Ini merupakan kegiatan saya di Jawa Timur yang kesekian kalinya bersama Balai Besar KSDA Jawa Timur. Semua berawal dari cerita Mas Fajar yang tidak lain merupakan PEH (Pengendali Ekosistem Hutan) BBKSDA Jawa Timur di Bogor sewaktu kegiatan Bimbingan Teknis (Bimtek) Konservasi Jenis yang diadakan oleh KKH – PHKA* (Konservasi Keanekaragaman Hayati). Singkat cerita pada waktu itu dia cerita kalau mau survey Kakatua-kecil Jambul-kuning (Cacatua sulphurea abbotti), anak jenis kakatua yang ada di Jawa dan terancam punah. Karena pada saat itu bimtek yang di Bogor terkait Elang Jawa(Nisaetus bartelsi) maka ujung – ujungnya adalah “Kapan kita survey Elja di Ijen sekalian cek Sylvia(nama elang jawa)?”. Nah, awal Juni lalu ajakan itu dating kepada saya untuk ikut ke Pulau Masa Kambing monitoring populasi kakatua dan terus terang tak tega saya harus menolak ajakan itu. Hehe,.
Jogja – Surabaya apa Sidoarjo?
Senin 4 Juni 2013 berangkat dari Jogja menuju Surabaya, langsung menuju kantor balai besar sekalian ikut kagiatan Workshop Kukang dan Permasalahannya di Indonesia yang diinisiasi oleh Yayasan IAR Indonesia, organisasi tempat dulu saya bekerja. Jadi bisa sekalian reuni dengan beberapa kawan yang hadir di workshop itu. Sebentar, saya akan sedikit koreksi tempat ya,. Sebenarnya kantor Balai Besar KSDA yang berada di Jalan Djuanda itu di Surabaya apa di Sidoarjo? Padahal itu bandara masuknya kabupaten sidoarjo lho,. Dan saya lebih senang menyebutnya Sidoarjo.
Dari jogja menggunakan bus malam Patas Eka, bus langganan kalau saya pergi ke Surabaya. Mungkin karena terminal tujuannya itu di Surabaya maka kalau ke BBKSDA itu ya bilang Surabaya. Heee,.. Berangkat jam sebelas malam sampai di terminal bungurasih Surabaya jam enam pagi. Perjalanan normal tanpa macet. Yang gak normal perut saya karena sampai Surabaya masih murus. Weekkk,.. Sesampaianya di terminal bungurasih hal pertama yang saya lakukan adalah mandi, ganti baju dan sarapan. Itu hal pertama yang penting dan harus saya segerakan. Bahaya kalau hal itu tidak saya lakukan. Pertama, kalau ndak mandi pasti baunya gak enak. Kedua, kalau ndak sarapan bahayanya adalah sakit perut dan ndak bias konsentrasi. Setelah semua itu saya lakukan selanjutnya adalah cari taksi dan menuju kantor balai. Nah, dari terminal bungurasih menuju kantor balai ini ada cerita menarik(menarik gak yaa??). Pas keluar terminal tiba- tiba ada seorang bapak tua yang memanggil si sopir taksi dan taksi pun berhenti. ” mohon izin teman saya boleh ikut ya, mas? Aman kok, dia teman saya. Kasihan sudah tua”. Pas saya lihat memang sudah tua sih itu bapak. ” Iya, mas. Ndak apa – apa ” dan si bapak tua itu pun ikut. Di dalam taksi sepanjang perjalanan menuju sidoarjo dua orang kawan itu ngebanyol terus ditambah dengan sedikit pisuhan khas Surabaya. Ternyata si bapak tadi itu memang kawan yang lebih pantas dipanggil sesepuhnya sopir taksi di terminal bungurasih, Surabaya.

━━━━━━

> _Tujuan latihan_
Tulis ulang bagian catatan perjalanan ke Jawa Timur yang dimulai dengan kata-kata yang memuat "Ini merupakan kegiatan" dan berakhir pada "ajakan itu. Hehe,.".

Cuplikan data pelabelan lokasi
━━━━━━

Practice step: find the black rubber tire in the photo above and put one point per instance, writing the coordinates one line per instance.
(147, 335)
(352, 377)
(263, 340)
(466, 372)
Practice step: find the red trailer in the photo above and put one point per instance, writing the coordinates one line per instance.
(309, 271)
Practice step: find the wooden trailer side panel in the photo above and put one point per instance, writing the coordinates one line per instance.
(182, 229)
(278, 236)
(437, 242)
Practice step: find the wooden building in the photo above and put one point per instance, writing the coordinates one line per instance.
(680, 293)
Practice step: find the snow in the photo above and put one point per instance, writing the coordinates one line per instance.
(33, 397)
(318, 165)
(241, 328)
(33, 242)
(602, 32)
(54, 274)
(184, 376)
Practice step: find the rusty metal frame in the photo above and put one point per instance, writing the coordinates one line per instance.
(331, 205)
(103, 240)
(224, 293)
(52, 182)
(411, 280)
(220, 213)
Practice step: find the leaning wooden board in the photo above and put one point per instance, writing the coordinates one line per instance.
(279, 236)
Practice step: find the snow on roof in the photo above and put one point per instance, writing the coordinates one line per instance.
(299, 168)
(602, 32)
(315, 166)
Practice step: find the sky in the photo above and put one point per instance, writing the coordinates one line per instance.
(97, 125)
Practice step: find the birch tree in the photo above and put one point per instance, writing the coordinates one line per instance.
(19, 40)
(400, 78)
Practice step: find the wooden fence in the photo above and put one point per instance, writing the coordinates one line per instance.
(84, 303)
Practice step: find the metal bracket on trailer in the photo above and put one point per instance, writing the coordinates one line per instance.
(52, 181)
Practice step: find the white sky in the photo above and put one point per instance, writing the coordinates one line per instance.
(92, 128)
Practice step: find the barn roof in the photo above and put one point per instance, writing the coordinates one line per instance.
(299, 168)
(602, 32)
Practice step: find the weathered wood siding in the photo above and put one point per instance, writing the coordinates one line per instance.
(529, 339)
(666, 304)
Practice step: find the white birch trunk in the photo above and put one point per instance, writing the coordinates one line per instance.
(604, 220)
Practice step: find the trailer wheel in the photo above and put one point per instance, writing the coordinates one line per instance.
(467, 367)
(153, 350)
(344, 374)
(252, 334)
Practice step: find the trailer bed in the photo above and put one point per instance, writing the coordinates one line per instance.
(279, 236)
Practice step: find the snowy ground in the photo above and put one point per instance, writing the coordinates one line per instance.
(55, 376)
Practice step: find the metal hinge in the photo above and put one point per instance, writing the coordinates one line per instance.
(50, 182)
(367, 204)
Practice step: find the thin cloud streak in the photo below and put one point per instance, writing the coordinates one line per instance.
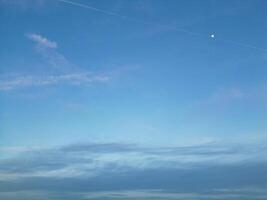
(192, 33)
(42, 41)
(30, 81)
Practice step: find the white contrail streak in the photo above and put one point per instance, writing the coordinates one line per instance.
(161, 25)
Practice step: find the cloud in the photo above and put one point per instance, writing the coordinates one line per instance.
(129, 171)
(42, 41)
(30, 81)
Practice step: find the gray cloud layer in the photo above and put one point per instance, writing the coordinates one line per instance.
(129, 171)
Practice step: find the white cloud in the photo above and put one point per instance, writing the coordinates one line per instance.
(42, 41)
(72, 78)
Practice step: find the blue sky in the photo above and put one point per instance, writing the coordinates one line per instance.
(117, 86)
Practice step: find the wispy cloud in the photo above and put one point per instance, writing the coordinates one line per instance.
(29, 81)
(62, 72)
(129, 171)
(41, 40)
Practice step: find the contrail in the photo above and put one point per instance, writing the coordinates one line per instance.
(156, 24)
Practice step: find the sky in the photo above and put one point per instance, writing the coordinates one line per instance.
(133, 99)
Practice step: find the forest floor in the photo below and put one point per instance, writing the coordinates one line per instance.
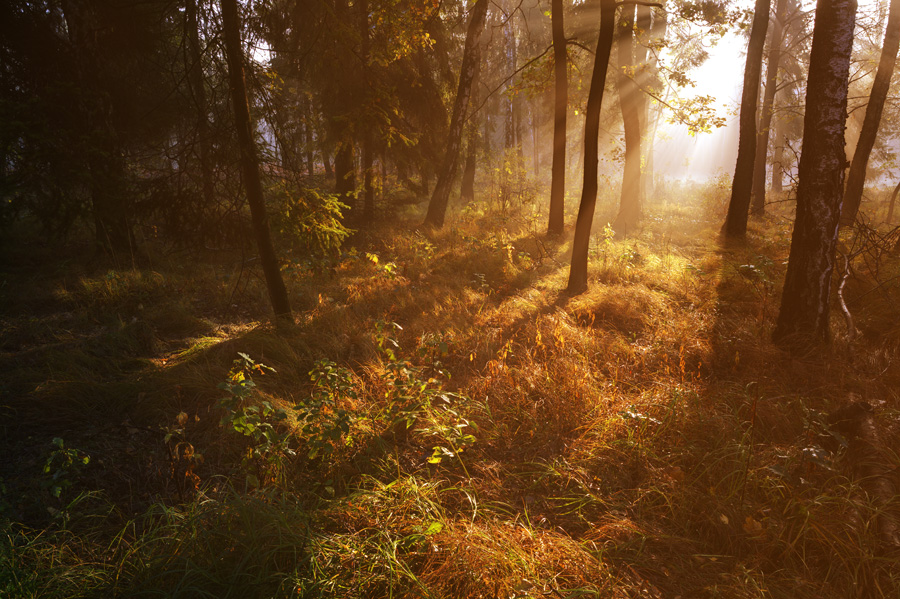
(442, 421)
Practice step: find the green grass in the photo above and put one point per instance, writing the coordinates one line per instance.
(642, 439)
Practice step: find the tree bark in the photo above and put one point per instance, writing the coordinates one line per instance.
(345, 175)
(437, 207)
(104, 161)
(659, 28)
(367, 158)
(556, 223)
(580, 244)
(741, 186)
(198, 91)
(758, 205)
(630, 204)
(643, 22)
(778, 160)
(467, 188)
(803, 317)
(249, 160)
(856, 179)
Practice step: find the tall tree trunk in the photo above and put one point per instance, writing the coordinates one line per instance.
(643, 23)
(198, 92)
(890, 215)
(659, 28)
(326, 160)
(234, 57)
(778, 160)
(741, 186)
(856, 179)
(803, 317)
(367, 155)
(556, 224)
(437, 207)
(308, 129)
(345, 175)
(105, 162)
(758, 205)
(580, 244)
(467, 187)
(630, 204)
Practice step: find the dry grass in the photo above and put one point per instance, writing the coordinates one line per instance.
(644, 439)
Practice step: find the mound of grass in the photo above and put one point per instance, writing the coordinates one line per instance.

━━━━━━

> _Contoh jawaban_
Ini merupakan kegiatan saya di Jawa Timur yang kesekian kalinya bersama Balai Besar KSDA Jawa Timur. Semua berawal dari cerita Mas Fajar yang tidak lain merupakan PEH (Pengendali Ekosistem Hutan) BBKSDA Jawa Timur di Bogor sewaktu kegiatan Bimbingan Teknis (Bimtek) Konservasi Jenis yang diadakan oleh KKH – PHKA* (Konservasi Keanekaragaman Hayati). Singkat cerita pada waktu itu dia cerita kalau mau survey Kakatua-kecil Jambul-kuning (Cacatua sulphurea abbotti), anak jenis kakatua yang ada di Jawa dan terancam punah. Karena pada saat itu bimtek yang di Bogor terkait Elang Jawa(Nisaetus bartelsi) maka ujung – ujungnya adalah “Kapan kita survey Elja di Ijen sekalian cek Sylvia(nama elang jawa)?”. Nah, awal Juni lalu ajakan itu dating kepada saya untuk ikut ke Pulau Masa Kambing monitoring populasi kakatua dan terus terang tak tega saya harus menolak ajakan itu. Hehe,.